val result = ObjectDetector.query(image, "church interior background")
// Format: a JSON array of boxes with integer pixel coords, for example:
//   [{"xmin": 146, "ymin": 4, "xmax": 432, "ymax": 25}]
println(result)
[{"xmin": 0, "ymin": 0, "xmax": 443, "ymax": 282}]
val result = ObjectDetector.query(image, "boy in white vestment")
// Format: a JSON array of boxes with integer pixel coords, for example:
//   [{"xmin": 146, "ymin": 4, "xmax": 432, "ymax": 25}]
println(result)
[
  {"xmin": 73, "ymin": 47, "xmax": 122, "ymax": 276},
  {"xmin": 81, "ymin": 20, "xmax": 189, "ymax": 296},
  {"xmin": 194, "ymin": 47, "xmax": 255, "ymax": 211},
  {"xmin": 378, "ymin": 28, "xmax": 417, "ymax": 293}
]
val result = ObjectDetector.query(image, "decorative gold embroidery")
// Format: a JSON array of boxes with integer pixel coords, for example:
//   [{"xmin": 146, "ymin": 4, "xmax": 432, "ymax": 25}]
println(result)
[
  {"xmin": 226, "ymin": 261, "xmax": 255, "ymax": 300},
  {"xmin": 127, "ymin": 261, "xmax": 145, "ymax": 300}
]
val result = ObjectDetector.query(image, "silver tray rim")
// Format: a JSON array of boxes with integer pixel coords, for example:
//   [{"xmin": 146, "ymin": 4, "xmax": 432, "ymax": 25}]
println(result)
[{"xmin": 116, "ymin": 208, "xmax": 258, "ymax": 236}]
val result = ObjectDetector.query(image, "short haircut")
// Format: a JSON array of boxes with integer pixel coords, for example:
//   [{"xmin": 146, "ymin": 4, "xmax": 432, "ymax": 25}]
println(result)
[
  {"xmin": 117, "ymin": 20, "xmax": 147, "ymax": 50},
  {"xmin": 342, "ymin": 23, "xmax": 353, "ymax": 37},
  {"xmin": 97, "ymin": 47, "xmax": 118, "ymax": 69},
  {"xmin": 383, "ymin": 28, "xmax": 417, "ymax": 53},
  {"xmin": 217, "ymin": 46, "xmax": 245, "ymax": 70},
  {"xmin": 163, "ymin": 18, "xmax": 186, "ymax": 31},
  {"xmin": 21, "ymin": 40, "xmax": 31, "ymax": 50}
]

EXERCISE PROMPT:
All of the records must be repeated exactly.

SOLVED PROBLEM:
val result = ObjectDetector.query(image, "church interior background")
// Format: a JSON array of boxes with integer pixel coords, for example:
//   [{"xmin": 146, "ymin": 4, "xmax": 432, "ymax": 25}]
println(result)
[{"xmin": 0, "ymin": 0, "xmax": 443, "ymax": 282}]
val result = ObjectDetector.query(image, "boy in white vestment")
// Format: a JSON array of boxes with integer pixel coords, for example:
//   [{"xmin": 146, "ymin": 4, "xmax": 432, "ymax": 25}]
println(result)
[
  {"xmin": 73, "ymin": 47, "xmax": 122, "ymax": 276},
  {"xmin": 81, "ymin": 20, "xmax": 189, "ymax": 296},
  {"xmin": 194, "ymin": 47, "xmax": 255, "ymax": 211},
  {"xmin": 378, "ymin": 28, "xmax": 417, "ymax": 293}
]
val result = ObjectDetector.query(image, "decorative gold embroidery")
// Format: a JSON array of boxes with integer pixel coords, for example:
//   [{"xmin": 146, "ymin": 4, "xmax": 432, "ymax": 25}]
println(result)
[
  {"xmin": 226, "ymin": 261, "xmax": 255, "ymax": 300},
  {"xmin": 127, "ymin": 261, "xmax": 145, "ymax": 300}
]
val result = ObjectDetector.query(image, "silver tray rim")
// Format: a JSON array of boxes with integer pixel coords, for example:
//   [{"xmin": 146, "ymin": 4, "xmax": 432, "ymax": 25}]
println(result)
[{"xmin": 116, "ymin": 208, "xmax": 258, "ymax": 236}]
val result = ObjectDetector.query(image, "short haircut")
// Format: a JSON array of boxes with integer pixel coords, for example:
//   [{"xmin": 146, "ymin": 4, "xmax": 432, "ymax": 25}]
println(result)
[
  {"xmin": 117, "ymin": 20, "xmax": 147, "ymax": 50},
  {"xmin": 342, "ymin": 23, "xmax": 353, "ymax": 37},
  {"xmin": 97, "ymin": 47, "xmax": 118, "ymax": 69},
  {"xmin": 383, "ymin": 28, "xmax": 417, "ymax": 53},
  {"xmin": 217, "ymin": 46, "xmax": 245, "ymax": 70},
  {"xmin": 163, "ymin": 18, "xmax": 186, "ymax": 31},
  {"xmin": 21, "ymin": 40, "xmax": 31, "ymax": 50}
]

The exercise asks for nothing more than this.